Task goal –
Copy each line of the data below word for word, changing nothing.

(begin)

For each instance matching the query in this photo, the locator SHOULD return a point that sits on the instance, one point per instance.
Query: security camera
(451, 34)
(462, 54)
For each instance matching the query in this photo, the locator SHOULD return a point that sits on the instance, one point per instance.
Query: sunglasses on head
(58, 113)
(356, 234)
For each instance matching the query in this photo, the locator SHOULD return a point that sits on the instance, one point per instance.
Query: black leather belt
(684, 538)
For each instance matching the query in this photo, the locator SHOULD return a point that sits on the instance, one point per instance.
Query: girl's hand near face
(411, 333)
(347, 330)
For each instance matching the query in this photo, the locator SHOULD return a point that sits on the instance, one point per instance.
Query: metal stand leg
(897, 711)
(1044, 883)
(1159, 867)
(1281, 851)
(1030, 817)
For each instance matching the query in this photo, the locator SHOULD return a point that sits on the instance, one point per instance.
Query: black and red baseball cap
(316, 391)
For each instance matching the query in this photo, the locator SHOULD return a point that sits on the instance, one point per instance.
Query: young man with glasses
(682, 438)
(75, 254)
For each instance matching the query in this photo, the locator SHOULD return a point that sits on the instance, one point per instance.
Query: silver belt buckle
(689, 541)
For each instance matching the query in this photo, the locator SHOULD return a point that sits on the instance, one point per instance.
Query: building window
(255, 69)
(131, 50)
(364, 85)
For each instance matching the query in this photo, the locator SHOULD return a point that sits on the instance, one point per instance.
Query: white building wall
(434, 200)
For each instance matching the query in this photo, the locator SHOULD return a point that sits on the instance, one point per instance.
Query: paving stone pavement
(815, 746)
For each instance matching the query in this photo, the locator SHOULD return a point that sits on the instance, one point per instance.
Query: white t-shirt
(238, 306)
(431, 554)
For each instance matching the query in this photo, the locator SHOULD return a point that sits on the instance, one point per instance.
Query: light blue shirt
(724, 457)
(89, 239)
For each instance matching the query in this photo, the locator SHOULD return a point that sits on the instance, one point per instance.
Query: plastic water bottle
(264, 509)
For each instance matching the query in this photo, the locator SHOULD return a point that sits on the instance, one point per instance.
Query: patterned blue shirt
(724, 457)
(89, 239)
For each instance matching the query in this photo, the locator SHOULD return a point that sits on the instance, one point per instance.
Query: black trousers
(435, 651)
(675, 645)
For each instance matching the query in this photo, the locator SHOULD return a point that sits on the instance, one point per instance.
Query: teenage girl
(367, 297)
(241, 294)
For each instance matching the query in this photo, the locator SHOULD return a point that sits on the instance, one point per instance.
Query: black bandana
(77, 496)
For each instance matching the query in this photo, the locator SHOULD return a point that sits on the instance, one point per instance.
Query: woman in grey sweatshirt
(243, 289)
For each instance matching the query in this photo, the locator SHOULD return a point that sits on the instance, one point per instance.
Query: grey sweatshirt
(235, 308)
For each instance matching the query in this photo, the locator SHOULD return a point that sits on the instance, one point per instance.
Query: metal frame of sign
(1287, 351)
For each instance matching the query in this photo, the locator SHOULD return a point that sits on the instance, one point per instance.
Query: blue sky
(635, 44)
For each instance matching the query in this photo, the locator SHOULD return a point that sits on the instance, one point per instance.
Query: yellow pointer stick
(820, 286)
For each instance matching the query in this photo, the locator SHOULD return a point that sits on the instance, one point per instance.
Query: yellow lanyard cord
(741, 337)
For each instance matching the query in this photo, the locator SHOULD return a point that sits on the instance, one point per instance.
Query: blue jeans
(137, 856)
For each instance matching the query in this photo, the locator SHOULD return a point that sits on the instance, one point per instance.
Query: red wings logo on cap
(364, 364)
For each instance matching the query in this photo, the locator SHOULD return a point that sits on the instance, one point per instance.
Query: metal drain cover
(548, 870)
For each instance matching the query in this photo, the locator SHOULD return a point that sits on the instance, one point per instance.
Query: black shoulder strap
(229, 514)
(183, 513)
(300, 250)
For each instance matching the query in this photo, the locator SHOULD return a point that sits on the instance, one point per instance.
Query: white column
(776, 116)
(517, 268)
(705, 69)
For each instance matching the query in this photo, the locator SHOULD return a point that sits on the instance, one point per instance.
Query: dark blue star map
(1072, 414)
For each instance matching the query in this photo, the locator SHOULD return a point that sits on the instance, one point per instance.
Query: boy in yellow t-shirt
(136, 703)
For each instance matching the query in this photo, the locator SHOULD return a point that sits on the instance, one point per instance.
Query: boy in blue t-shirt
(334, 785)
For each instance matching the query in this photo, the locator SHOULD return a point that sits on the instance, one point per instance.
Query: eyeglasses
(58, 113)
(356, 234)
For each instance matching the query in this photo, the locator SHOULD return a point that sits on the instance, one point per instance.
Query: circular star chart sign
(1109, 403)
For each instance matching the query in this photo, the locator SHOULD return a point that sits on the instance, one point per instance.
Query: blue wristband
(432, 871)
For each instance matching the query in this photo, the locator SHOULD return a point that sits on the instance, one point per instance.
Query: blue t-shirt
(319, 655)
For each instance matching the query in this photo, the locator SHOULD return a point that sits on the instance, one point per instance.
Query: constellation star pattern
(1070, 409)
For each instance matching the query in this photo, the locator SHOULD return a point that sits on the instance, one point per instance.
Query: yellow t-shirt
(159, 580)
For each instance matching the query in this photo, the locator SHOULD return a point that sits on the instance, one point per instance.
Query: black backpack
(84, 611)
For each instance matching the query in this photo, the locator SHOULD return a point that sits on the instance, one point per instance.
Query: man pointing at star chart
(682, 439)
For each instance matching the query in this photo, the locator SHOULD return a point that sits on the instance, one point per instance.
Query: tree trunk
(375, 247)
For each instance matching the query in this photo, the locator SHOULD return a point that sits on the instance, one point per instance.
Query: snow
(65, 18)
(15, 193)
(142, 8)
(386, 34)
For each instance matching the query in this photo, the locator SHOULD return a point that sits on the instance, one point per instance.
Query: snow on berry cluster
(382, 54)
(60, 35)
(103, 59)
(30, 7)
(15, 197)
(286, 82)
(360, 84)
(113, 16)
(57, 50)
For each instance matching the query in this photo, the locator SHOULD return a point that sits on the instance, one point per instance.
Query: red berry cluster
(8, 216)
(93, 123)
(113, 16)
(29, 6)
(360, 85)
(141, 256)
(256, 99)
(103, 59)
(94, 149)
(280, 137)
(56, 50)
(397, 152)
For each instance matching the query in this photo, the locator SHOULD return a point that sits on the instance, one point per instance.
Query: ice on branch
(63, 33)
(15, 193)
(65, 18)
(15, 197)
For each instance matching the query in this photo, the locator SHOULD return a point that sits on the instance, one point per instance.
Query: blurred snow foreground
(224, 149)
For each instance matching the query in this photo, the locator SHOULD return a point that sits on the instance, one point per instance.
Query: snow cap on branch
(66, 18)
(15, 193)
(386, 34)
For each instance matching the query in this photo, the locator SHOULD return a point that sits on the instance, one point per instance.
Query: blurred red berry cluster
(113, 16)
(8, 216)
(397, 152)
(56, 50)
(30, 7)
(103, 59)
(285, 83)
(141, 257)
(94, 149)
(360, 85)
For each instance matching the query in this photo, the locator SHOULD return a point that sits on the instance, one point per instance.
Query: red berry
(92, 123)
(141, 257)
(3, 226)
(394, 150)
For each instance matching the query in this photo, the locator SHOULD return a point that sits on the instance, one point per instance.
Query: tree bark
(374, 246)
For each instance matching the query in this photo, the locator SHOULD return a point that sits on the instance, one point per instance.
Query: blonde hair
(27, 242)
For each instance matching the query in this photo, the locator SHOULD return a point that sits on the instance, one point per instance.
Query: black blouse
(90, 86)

(end)

Completed task –
For each instance matching the query in this photo, the locator SHOULD return a point that sits on the instance, one point per instance.
Query: security camera
(451, 34)
(462, 54)
For each instance matching the query in this photo, the locator SHOULD return a point that sits on the instance, one point per instance.
Query: sunglasses on head
(58, 113)
(356, 234)
For each instance matching the query in this photo, the locator SHOULD return a point that sits on the instance, one point per instance.
Query: black leather belt
(684, 538)
For each instance matching the query in this photo, the locator SHOULD return a point that sits on the instance, one point per instance.
Query: girl's hand near face
(411, 333)
(347, 330)
For each instance matching the query in this photo, the locator SHOULD return a point that sits on the instance, one point per instance.
Query: metal stand leg
(897, 711)
(1044, 883)
(1159, 867)
(1281, 851)
(1030, 817)
For each instance matching the query in this photo, the locator SHOULD return a point that sits on the instance, one point per instance.
Query: black and red baseball cap
(316, 391)
For each instance matching the query in this photo, the locator SHOULD return a point that sits on the instance, one point per instance.
Query: young man with glasses
(682, 438)
(75, 254)
For each instance matching the query in this photo, the locator SHOULD return a point that sits on the instance, one point per instance.
Query: silver belt buckle
(689, 541)
For each instance matching the query in this photo, the locator SHOULD return a point that sits on the instance, one point per instance.
Query: building window
(255, 69)
(131, 50)
(364, 85)
For each instance matching the query in this photo, the locator SHOULD return a point that sits on the instance, one point per instance.
Query: white building wall
(434, 200)
For each instance matching the query in this photo, the locator SHOULD return a point that sits on the instance, one point per instance.
Query: paving stone pavement
(815, 746)
For each instance matching the query in this photo, the locator SHOULD return a point that sits on the instance, one point per instance.
Query: white t-shirt
(238, 306)
(431, 554)
For each instance matching the query in this photo, the locator SHOULD return a point that sits on the instance, one point per instance.
Query: light blue shirt
(724, 457)
(89, 239)
For each instance matching the query in this photo, the locator SHOULD return a point that sits on the instance, one point per instance.
Query: plastic water bottle
(264, 509)
For each instance matching the query in this photo, the locator SHOULD return a point that sits on the instance, one point per instance.
Query: patterned blue shirt
(724, 457)
(89, 239)
For each instance matching the query in this photo, the locator SHOULD return a point that sits on the instance, one point per instance.
Query: black trousers
(435, 651)
(675, 645)
For each instance matching the query in this photo, the locator SHOULD return a point that sits on the instance, one point per instance.
Query: teenage girl
(367, 297)
(241, 294)
For each instance matching the query in this photo, the locator SHOULD return a point that sits on the instance, one point per instance.
Query: black bandana
(77, 496)
For each instance matching the query in this photo, the locator SHOULD return a point that sits on the instance, one point per instance.
Query: woman in grey sweatshirt
(243, 289)
For each instance matching the query in this photo, the locator SHOULD return a point that sits on the instance, one point per instance.
Query: grey sweatshirt
(235, 308)
For each instance matching the query in this photo, the locator SHOULD return a point that sits on the instance, one point per instance.
Query: metal frame of sign
(1287, 351)
For each instance matching the query in this photo, the locator SHOULD return a point that sits on the instance, one point per instance.
Query: blue sky
(635, 44)
For each instance matching the query in this photo, the locator SHOULD return a point that sits on the instance, one point per instance.
Query: yellow pointer stick
(820, 286)
For each instance matching the query in this photo, the locator SHOULD return a point that sits on the instance, one point per instance.
Query: yellow lanyard cord
(741, 337)
For each instance matching the query in this photo, the locator SHOULD return a point that sits on the instance, one point per instance.
Query: blue jeans
(137, 856)
For each instance matching the query in this photo, the locator SHOULD return a point that sits on the instance, one point per instance.
Query: red wings logo on cap
(364, 364)
For each instance matching the query in this photo, the locator SHOULD return a point that sits on the instance, one point per instance.
Query: metal drain cover
(548, 870)
For each instance matching the query in this photo, the locator SHOULD return a point that sits on the instance, one point per instance.
Query: black shoulder strap
(229, 514)
(183, 513)
(300, 250)
For each instance matching the query in this photo, the locator SHOULD return a point that sits on the instance, one point per instance.
Query: white column
(776, 116)
(517, 268)
(705, 69)
For each instance matching the query in this photo, the locator SHOULD return a point that sits on the instance, one point per instance.
Query: dark blue star map
(1072, 414)
For each instance matching the query in this photo, the locator SHOULD return a point that sits on the instance, one point per instance.
Query: boy in yellow t-shirt
(136, 703)
For each instance matching the query in this photo, the locator SHOULD return a point that sits on the instance, one point per instance.
Query: boy in blue t-shirt
(334, 785)
For each instance matching the query in this photo, the locator SHOULD return a point that sits on the instance, one point per instance.
Query: eyeglasses
(58, 113)
(356, 234)
For each instance matching the query in this photo, the locator SHOULD return a point that sits on the instance, one point per instance.
Query: circular star chart sign
(1109, 403)
For each instance matching the query in this photo, the locator SHOULD return a point that sits on the instance, one point per instance.
Query: blue wristband
(432, 871)
For each instance matching the query in this photo, the locator SHOULD return a point that sits on the instance, one point per instance.
Query: blue t-shirt
(319, 655)
For each instance matching the query in this photo, the locator SHOULD return a point that sits on the instance, one point per instance.
Query: constellation star pattern
(1070, 409)
For each instance matching the query in this photo, the locator SHOULD return a point that sits on the instance, one point per instance.
Query: yellow t-shirt
(159, 580)
For each instance matching the query in this photo, the locator SHOULD return a point that sits on the instance, one point per instance.
Query: black backpack
(84, 611)
For each instance matching the query in this photo, the locator SHOULD return a point that sits on the instance, one point per instance.
Query: man pointing at star chart
(682, 439)
For each instance matching the query in this photo, the locator SHOULD return a point that sits on the instance, one point per instance.
Query: tree trunk
(375, 247)
For each instance matching the query in this photo, the locator SHOULD return a point that sits on the instance, one point per instance.
Query: snow
(65, 18)
(15, 193)
(142, 8)
(386, 34)
For each instance matching the query in this photo, the locator SHOULD return a point that sits on the instance, one point per instance.
Query: snow on berry cluster
(382, 54)
(60, 35)
(103, 59)
(30, 7)
(15, 197)
(286, 82)
(360, 84)
(113, 16)
(57, 50)
For each instance matching the query in this photo, the locator SHOULD return a point that sits on the instance, one point per instance.
Query: red berry cluster
(8, 216)
(93, 123)
(113, 16)
(29, 6)
(360, 85)
(141, 256)
(256, 99)
(103, 59)
(94, 149)
(280, 137)
(56, 50)
(397, 152)
For each instance matching the query in this photo, the locator SHOULD return a point that sits on the instance, one point per instance.
Query: ice on branch
(63, 33)
(15, 193)
(65, 18)
(15, 197)
For each instance matching the query in this photo, the locator SHOULD return a point that sits on the instance, one point per instance.
Query: blurred snow foreground
(224, 149)
For each instance matching the query in this photo, the locator SHOULD return a point that sits on the instance, one point per instance.
Query: snow cap on branch
(66, 18)
(15, 193)
(386, 34)
For each instance matching the query in this photo, the locator SHOULD return a point that sits on the instance, one point per instance.
Query: blurred red berry cluster
(113, 16)
(8, 216)
(397, 152)
(56, 50)
(30, 7)
(103, 59)
(285, 83)
(141, 257)
(94, 149)
(360, 85)
For each instance matching the query in this photo, the locator SHOULD return a point that sits on the instance, one point per instance.
Query: red berry
(92, 123)
(141, 257)
(3, 226)
(394, 150)
For each instance matching the query in this photo, the locator SHOULD return a point that sits on the instance, one point per instance.
Query: tree bark
(374, 246)
For each instance matching the query in this photo, the locator SHOULD return a point that sits on the instance, one point per instance.
Query: blonde hair
(27, 242)
For each instance matching the query in this photo, the locator SHOULD return a point that sits on the instance, one point per instance.
Query: black blouse
(90, 86)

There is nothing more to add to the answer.